Mesajı Okuyun
Old 30-08-2017, 14:57   #2
usual suspect

 
Varsayılan

Sayın Meslektaşım;

İşçinin fasılalı çalışması halinde ilk dönem ki çalışmanın kıdem tazminatına hak kazandırmayan bir sebeple sona ermesi, aynı işçinin daha sonra aynı işverenin aynı veya farklı bir işyerinde tekrar işe başlaması durumunda sonraki dönemin kıdem tazminatına hak kazandırır şekilde sona ermesi halinde toplam kıdem süresinin hesabında ilk dönem hesaba katılmaz. Nitekim aşağıdaki Yargıtay kararından da bu sonuç çıkmaktadır.


22. Hukuk Dairesi 2014/20625 E. , 2015/33220 K.

"İçtihat Metni"
MAHKEMESİ :İş Mahkemesi

DAVA : Davacı, kıdem ve ihbar tazminatı alacaklarının ödetilmesine karar verilmesini istemiştir.
Mahkeme, isteği kısmen hüküm altına almıştır.
Hüküm süresi içinde taraflar avukatlarınca temyiz edilmiş olmakla, dava dosyası için Tetkik Hakimi ... tarafından düzenlenen rapor dinlendikten sonra dosya incelendi, gereği konuşulup düşünüldü:

Y A R G I T A Y K A R A R I

Davacı İsteminin Özeti:
Davacı işçi, davalıya ait yurt dışı şantiye işyerlerine 07.12.1991- 30.08.2003 tarihleri arasında aralıklı olarak 3 dönem çalıştığını iş sözleşmesinin işverence feshedildiğini ve haklarının ödenmediğini ileri sürerek ihbar ve kıdem tazminatı alacağının davalıdan tahsilini talep etmiştir.
Davalı Cevabının Özeti:
Davalı vekili, davanın reddine karar verilmesi gerektiğini savunmuştur.
Mahkeme Kararının Özeti:
Mahkemece, toplanan deliller ve bilirkişi raporuna dayanılarak, davanın kısmen kabulüne karar verilmiştir.
Temyiz:
Kararı taraflar temyiz etmiştir.
Gerekçe:
1-Dosyadaki yazılara toplanan delillerle kararın dayandığı kanuni gerektirici sebeplere göre, tarafların aşağıdaki bendin kapsamı dışındaki diğer temyiz itirazları yerinde görülmemiştir.

------------------------------

◆ Görev listesi:
1: Kıdem tazminatı metninden "22. Hukuk Dairesi" ile başlayıp "hüküm altına almıştır." ifadesine kadar devam eden bölümü aynen kopyalayın.
2: Kıdem tazminatı metnine göre davacı işçi, davalıya ait yurt dışı şantiye işyerlerinde hangi tarihler arasında çalıştığını ileri sürmüştür?

------------------------------

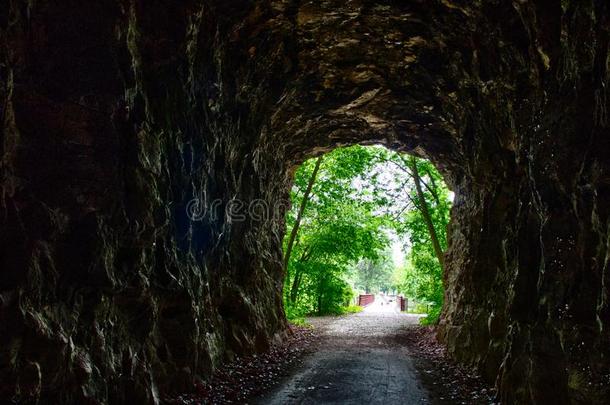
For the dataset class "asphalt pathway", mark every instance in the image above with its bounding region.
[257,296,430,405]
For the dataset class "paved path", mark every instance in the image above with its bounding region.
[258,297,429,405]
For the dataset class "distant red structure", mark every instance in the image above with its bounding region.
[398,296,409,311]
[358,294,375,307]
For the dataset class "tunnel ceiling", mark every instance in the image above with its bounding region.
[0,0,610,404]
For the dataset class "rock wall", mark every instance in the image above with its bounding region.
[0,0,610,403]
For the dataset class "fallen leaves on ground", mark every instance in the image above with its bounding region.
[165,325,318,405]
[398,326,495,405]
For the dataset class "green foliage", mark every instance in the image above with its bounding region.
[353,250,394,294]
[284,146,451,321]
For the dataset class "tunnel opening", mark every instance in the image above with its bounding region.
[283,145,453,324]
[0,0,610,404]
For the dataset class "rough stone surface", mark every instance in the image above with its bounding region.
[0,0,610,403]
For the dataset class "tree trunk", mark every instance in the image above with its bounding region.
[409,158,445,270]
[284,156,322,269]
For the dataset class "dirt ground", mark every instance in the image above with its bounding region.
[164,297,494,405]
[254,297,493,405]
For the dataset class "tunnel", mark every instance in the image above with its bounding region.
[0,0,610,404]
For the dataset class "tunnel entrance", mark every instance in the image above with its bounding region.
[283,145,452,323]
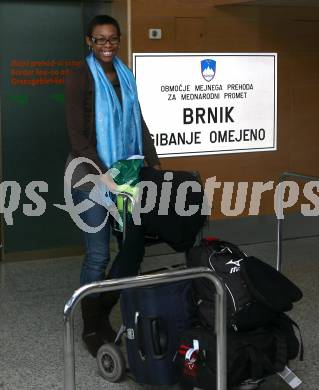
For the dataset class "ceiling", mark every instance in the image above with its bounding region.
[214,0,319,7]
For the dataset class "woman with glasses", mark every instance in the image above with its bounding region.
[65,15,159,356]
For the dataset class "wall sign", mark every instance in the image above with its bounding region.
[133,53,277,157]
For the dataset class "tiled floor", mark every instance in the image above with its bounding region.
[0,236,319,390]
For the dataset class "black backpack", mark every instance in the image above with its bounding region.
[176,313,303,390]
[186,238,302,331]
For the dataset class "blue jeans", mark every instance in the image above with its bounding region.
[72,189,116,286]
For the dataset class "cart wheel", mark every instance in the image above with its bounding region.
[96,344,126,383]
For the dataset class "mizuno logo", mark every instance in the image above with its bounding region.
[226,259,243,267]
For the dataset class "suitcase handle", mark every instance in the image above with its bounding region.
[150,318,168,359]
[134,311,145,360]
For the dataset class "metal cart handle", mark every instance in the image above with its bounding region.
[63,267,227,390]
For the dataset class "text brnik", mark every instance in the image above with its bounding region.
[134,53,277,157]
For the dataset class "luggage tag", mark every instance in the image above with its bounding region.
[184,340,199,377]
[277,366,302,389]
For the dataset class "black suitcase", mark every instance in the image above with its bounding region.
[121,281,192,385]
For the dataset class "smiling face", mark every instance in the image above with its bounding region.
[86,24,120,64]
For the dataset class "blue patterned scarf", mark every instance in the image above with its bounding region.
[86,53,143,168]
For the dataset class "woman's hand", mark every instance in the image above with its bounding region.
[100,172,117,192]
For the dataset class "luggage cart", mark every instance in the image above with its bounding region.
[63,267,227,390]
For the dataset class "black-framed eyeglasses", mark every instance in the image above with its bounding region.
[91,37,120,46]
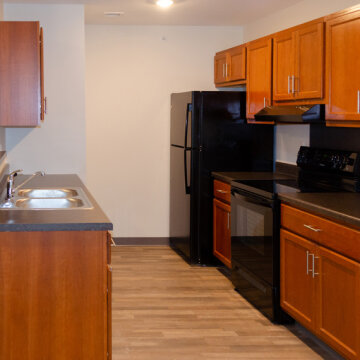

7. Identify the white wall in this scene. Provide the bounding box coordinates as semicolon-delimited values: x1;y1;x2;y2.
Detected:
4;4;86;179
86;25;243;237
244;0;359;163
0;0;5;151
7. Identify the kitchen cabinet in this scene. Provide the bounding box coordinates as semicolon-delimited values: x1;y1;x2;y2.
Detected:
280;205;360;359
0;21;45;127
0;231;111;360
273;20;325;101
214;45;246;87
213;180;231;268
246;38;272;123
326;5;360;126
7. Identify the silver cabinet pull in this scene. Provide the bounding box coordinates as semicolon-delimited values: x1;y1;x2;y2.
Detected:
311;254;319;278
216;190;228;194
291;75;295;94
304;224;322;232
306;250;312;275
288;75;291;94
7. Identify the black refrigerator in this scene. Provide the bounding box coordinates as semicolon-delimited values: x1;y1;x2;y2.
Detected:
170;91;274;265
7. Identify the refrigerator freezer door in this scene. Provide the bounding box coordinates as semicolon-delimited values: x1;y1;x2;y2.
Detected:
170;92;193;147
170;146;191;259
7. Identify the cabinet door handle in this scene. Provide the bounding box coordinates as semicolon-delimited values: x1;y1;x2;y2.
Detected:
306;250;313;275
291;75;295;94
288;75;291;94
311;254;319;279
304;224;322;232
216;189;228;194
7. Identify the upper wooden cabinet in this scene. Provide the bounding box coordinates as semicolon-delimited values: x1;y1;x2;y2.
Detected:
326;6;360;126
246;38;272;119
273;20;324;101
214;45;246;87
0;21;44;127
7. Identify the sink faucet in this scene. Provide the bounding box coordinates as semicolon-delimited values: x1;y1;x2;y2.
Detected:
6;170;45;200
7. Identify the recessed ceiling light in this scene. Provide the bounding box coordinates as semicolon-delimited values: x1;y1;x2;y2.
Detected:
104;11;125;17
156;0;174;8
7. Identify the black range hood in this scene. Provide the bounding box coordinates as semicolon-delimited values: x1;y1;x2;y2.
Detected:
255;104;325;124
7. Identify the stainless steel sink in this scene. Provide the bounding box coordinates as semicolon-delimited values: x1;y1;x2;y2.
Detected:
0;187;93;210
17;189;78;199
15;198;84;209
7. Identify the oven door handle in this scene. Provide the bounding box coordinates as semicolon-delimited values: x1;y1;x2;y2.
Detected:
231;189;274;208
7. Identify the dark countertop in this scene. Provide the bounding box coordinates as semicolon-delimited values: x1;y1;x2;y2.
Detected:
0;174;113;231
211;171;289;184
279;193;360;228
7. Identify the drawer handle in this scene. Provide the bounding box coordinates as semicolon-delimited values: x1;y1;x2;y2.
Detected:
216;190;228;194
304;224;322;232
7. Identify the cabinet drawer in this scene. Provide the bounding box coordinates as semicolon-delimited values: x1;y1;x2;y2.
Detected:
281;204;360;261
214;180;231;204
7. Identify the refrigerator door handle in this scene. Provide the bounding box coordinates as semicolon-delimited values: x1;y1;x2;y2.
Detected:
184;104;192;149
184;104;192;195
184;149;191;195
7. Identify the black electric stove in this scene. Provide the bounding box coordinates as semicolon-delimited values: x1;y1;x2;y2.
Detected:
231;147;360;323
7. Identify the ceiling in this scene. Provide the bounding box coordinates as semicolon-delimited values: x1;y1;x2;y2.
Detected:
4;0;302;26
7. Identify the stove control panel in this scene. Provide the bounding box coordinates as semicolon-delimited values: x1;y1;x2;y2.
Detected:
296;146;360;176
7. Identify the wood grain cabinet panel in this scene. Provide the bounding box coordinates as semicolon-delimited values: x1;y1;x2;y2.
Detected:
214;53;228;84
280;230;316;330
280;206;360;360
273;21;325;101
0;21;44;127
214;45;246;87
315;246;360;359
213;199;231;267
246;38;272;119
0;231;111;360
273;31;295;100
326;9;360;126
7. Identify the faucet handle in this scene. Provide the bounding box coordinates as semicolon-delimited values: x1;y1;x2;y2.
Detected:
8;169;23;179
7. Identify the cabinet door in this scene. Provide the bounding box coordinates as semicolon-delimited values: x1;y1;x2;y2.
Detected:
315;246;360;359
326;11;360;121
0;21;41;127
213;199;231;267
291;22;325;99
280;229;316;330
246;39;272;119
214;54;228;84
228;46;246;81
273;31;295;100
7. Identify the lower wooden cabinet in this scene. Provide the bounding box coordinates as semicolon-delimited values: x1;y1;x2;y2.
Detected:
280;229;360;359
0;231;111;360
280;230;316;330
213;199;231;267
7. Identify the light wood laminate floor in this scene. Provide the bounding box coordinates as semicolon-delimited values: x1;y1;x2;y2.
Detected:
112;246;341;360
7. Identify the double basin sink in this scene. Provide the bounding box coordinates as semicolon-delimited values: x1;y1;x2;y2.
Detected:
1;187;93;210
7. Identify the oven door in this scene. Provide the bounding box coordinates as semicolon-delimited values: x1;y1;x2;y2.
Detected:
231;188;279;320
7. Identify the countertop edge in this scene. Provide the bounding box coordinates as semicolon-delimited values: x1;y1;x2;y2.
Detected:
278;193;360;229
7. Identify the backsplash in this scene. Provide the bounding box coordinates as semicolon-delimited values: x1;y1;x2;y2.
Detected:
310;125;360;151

------------------------------

◆ Görev çıktıları:
1:
22. Hukuk Dairesi 2014/20625 E. , 2015/33220 K.

"İçtihat Metni"
MAHKEMESİ :İş Mahkemesi

DAVA : Davacı, kıdem ve ihbar tazminatı alacaklarının ödetilmesine karar verilmesini istemiştir.
Mahkeme, isteği kısmen hüküm altına almıştır.

2: 07.12.1991 ile 30.08.2003 tarihleri arasında aralıklı olarak çalıştığını ileri sürmüştür.